= Stated problem =
From the material below, copy every line that contains the string "cliff", in the order the lines appear.

= Input for this task =
[start]

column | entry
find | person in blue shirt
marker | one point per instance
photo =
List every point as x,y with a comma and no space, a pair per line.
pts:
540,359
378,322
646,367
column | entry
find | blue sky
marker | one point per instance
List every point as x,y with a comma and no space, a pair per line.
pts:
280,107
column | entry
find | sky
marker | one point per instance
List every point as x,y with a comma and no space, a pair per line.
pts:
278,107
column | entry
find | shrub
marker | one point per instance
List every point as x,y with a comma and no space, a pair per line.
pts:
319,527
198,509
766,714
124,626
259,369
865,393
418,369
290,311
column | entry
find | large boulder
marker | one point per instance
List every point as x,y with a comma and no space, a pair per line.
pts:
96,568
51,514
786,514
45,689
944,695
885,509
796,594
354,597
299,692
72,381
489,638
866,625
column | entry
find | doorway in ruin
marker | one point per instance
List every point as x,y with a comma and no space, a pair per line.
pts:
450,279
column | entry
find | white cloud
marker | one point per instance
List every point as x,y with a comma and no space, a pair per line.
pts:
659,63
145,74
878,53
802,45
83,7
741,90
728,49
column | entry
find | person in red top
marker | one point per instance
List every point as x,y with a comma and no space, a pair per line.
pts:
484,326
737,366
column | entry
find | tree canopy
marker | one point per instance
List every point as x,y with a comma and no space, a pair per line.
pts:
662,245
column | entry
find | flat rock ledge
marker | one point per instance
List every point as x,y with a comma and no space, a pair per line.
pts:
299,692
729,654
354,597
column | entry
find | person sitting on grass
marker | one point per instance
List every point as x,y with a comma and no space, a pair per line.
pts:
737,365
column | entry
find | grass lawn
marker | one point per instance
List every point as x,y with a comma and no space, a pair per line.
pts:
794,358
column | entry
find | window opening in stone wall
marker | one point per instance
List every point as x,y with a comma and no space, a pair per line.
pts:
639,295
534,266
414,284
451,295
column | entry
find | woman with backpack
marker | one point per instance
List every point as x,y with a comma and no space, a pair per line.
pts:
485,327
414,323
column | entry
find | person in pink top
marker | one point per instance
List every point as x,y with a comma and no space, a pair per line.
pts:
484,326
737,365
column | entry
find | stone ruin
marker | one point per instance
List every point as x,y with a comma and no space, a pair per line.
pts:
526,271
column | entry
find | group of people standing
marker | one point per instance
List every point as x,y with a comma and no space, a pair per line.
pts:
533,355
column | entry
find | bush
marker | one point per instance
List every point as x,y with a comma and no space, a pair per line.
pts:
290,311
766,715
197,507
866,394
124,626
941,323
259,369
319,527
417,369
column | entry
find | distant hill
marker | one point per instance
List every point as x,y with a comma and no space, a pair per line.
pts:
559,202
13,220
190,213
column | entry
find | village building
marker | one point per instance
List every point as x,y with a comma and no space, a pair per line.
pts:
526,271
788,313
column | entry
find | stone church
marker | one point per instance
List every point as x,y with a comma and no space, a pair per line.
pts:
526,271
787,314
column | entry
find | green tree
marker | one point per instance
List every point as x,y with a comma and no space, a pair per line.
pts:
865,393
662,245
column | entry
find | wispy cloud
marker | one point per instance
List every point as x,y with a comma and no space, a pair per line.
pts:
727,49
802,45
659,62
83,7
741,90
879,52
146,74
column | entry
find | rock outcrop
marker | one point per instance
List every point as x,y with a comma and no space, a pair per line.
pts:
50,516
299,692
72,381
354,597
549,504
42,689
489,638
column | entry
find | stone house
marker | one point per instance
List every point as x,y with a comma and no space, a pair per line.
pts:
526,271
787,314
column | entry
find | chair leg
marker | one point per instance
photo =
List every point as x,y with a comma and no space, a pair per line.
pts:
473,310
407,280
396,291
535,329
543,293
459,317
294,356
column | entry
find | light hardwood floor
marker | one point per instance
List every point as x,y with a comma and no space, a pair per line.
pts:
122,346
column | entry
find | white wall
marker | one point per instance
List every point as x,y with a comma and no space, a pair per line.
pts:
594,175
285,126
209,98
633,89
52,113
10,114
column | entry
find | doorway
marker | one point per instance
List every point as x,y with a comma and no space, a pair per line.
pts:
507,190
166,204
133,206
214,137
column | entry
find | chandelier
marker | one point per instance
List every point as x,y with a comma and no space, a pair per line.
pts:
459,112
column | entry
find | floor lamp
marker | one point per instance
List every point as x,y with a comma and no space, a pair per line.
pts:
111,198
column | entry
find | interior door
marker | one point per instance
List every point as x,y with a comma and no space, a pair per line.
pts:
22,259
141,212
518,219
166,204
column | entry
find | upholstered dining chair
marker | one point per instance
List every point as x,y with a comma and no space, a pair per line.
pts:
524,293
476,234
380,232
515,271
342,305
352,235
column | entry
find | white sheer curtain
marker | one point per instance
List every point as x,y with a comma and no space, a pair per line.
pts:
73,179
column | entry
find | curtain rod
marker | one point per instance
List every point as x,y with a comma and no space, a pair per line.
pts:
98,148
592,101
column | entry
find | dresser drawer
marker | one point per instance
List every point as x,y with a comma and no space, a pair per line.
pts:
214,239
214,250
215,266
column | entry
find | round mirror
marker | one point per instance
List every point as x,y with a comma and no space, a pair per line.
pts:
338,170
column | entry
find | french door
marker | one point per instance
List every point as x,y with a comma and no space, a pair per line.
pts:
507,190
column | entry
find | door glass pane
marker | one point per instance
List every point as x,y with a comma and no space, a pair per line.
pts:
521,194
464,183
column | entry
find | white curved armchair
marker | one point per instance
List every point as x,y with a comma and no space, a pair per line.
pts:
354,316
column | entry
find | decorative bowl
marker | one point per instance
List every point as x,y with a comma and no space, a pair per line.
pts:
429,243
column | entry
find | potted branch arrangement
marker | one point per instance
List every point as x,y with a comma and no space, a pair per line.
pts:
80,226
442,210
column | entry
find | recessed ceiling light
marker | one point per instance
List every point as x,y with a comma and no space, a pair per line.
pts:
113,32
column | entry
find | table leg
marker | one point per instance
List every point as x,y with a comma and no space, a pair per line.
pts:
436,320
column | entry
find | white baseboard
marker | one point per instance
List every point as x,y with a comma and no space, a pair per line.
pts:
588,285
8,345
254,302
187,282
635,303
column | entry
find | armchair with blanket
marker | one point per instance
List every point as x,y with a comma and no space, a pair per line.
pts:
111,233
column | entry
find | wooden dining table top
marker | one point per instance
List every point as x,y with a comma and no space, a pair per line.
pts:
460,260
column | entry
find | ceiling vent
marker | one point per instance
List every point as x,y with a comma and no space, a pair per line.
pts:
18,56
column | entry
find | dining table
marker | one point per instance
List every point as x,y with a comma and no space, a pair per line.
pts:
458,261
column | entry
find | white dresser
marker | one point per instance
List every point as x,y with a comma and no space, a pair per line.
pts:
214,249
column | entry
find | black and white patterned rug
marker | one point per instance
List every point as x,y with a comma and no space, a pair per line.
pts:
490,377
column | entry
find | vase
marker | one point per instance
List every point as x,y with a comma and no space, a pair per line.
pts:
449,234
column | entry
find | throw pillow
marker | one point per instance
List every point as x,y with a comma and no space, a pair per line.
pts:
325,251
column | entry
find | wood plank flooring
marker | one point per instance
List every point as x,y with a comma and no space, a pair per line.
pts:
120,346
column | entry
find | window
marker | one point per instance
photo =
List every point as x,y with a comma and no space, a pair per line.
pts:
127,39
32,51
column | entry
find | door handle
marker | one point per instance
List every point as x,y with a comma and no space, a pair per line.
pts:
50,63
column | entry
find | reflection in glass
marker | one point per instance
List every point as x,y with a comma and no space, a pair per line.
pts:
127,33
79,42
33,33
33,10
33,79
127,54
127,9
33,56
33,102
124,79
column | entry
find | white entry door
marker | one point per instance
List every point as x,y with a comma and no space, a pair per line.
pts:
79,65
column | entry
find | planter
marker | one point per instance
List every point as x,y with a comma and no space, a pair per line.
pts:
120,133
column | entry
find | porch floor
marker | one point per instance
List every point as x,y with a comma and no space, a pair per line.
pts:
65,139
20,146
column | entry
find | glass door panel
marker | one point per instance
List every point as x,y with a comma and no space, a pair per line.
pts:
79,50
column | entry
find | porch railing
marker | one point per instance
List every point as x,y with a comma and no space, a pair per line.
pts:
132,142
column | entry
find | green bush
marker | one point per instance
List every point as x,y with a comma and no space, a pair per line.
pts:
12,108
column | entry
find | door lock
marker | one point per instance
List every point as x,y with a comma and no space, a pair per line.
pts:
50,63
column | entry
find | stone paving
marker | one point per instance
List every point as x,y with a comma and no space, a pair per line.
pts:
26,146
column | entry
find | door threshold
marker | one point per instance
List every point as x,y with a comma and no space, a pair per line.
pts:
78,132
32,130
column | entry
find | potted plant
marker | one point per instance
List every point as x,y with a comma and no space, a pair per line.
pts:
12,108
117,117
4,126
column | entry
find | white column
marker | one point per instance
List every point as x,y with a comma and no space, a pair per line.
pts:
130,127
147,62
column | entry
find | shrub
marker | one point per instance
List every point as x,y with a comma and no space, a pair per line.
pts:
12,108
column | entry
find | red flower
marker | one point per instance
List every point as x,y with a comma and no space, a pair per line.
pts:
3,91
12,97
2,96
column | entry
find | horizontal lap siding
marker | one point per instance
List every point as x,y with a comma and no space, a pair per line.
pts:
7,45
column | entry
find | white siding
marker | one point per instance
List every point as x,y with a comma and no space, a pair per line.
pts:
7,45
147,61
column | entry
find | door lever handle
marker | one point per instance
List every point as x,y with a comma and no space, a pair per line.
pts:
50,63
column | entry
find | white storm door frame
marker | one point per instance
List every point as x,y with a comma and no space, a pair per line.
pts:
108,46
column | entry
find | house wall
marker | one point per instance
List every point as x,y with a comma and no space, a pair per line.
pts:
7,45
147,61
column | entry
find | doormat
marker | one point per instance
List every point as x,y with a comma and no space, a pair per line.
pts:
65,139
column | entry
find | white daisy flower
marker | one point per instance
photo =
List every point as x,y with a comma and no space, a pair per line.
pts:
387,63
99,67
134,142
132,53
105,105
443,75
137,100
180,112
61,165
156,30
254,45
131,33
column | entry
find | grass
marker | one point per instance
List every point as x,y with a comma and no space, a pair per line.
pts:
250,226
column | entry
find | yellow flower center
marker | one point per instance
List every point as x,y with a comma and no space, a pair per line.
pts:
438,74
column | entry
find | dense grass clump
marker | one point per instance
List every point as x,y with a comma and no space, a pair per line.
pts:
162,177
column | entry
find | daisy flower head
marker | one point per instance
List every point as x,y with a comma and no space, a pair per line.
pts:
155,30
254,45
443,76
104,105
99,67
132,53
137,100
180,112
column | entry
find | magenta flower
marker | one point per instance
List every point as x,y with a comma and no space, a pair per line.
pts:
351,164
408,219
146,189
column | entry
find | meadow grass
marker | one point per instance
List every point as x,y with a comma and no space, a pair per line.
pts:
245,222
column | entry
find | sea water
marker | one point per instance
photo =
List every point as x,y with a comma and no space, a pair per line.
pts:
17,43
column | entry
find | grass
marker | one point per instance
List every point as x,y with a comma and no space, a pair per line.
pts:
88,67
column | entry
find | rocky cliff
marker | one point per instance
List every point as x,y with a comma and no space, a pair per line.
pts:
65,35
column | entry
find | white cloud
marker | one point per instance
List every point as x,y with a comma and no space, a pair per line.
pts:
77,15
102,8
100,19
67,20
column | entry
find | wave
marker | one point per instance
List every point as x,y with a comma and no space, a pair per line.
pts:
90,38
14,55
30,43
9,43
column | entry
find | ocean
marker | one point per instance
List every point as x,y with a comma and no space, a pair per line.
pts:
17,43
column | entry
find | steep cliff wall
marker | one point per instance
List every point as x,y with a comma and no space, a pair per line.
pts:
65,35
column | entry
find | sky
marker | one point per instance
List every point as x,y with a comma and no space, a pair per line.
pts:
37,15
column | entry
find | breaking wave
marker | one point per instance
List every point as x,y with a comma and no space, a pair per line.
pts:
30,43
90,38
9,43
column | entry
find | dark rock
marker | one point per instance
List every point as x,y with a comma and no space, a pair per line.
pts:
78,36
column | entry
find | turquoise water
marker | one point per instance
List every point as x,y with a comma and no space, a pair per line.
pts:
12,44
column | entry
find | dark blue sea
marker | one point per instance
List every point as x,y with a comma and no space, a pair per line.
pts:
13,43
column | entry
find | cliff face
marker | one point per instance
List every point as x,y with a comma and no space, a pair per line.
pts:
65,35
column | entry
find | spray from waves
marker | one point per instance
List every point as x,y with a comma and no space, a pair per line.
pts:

[end]

= Complete response =
find | rocky cliff
find | steep cliff wall
find | cliff face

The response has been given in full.